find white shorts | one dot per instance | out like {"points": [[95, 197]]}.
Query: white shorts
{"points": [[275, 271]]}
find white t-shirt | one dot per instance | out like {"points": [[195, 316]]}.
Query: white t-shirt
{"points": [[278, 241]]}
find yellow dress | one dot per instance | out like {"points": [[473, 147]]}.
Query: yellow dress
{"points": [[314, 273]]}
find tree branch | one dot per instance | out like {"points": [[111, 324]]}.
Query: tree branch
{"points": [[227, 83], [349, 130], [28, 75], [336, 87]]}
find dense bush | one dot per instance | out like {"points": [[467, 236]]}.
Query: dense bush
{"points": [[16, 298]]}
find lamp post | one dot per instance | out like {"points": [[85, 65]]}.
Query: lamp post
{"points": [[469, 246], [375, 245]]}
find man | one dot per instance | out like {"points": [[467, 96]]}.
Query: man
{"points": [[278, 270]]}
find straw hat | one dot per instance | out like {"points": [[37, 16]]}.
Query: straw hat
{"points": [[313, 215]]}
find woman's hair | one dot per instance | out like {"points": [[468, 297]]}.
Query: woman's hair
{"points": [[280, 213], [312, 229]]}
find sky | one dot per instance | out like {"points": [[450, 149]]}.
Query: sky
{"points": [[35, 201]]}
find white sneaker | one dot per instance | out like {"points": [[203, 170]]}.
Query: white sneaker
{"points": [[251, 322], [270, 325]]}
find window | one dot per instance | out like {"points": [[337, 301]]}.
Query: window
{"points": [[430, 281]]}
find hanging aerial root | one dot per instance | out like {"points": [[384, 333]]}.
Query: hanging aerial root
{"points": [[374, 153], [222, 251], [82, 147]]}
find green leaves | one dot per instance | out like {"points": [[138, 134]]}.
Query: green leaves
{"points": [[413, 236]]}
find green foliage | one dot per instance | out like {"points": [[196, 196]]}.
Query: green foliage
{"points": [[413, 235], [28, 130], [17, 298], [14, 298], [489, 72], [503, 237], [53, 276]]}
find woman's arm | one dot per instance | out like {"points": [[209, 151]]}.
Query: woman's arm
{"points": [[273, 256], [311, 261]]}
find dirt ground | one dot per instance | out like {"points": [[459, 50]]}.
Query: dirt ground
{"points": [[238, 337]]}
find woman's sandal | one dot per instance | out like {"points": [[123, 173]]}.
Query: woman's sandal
○ ○ ○ ○ ○
* [Assigned task]: Would you be able to transcribe every line of the data exactly?

* [Written solution]:
find white shorts | one dot per instance | out like {"points": [[95, 197]]}.
Query: white shorts
{"points": [[275, 271]]}
find white t-shirt | one dot per instance | out like {"points": [[195, 316]]}.
Query: white t-shirt
{"points": [[278, 241]]}
find yellow dress | one dot per instance | out like {"points": [[473, 147]]}.
Query: yellow dress
{"points": [[314, 273]]}
find tree branch | one dot per instance | out like {"points": [[111, 324]]}.
Query: tree branch
{"points": [[227, 83], [349, 130], [28, 75], [336, 87]]}
find dense bush | one dot per instance | out like {"points": [[467, 236]]}.
Query: dense bush
{"points": [[16, 298]]}
find lamp post | one dot per instance | out like {"points": [[85, 65]]}.
Query: lamp post
{"points": [[469, 246], [375, 245]]}
find man | one dot per instance | out like {"points": [[467, 96]]}.
Query: man
{"points": [[278, 270]]}
find straw hat | one dot per instance | out like {"points": [[37, 16]]}.
Query: straw hat
{"points": [[313, 215]]}
find woman's hair | one dot per instance | out like {"points": [[468, 297]]}.
Query: woman's hair
{"points": [[280, 213], [312, 229]]}
find sky | one dot per instance | out like {"points": [[450, 149]]}.
Query: sky
{"points": [[35, 201]]}
find white sneaker | one dot per instance | out like {"points": [[203, 170]]}.
Query: white sneaker
{"points": [[251, 322], [270, 325]]}
find window | one dot per instance | out like {"points": [[337, 301]]}.
Query: window
{"points": [[430, 281]]}
find hanging aerial root | one dot per instance | out like {"points": [[384, 333]]}.
Query: hanging aerial root
{"points": [[374, 153], [222, 251], [82, 147]]}
find green leaves | one dot per instance | out like {"points": [[138, 134]]}.
Query: green leaves
{"points": [[413, 236]]}
find green foliage | one dot per instance | out like {"points": [[196, 196]]}.
Query: green foliage
{"points": [[413, 235], [28, 130], [17, 298], [14, 298], [489, 72], [503, 237], [53, 276]]}
find woman's arm | one dot per instance | out like {"points": [[209, 151]]}.
Query: woman's arm
{"points": [[273, 256], [311, 261]]}
find dirt ground | one dot per instance | out like {"points": [[459, 50]]}.
Query: dirt ground
{"points": [[238, 337]]}
find woman's sandal | one dot per instance | out like {"points": [[123, 173]]}.
Query: woman's sandal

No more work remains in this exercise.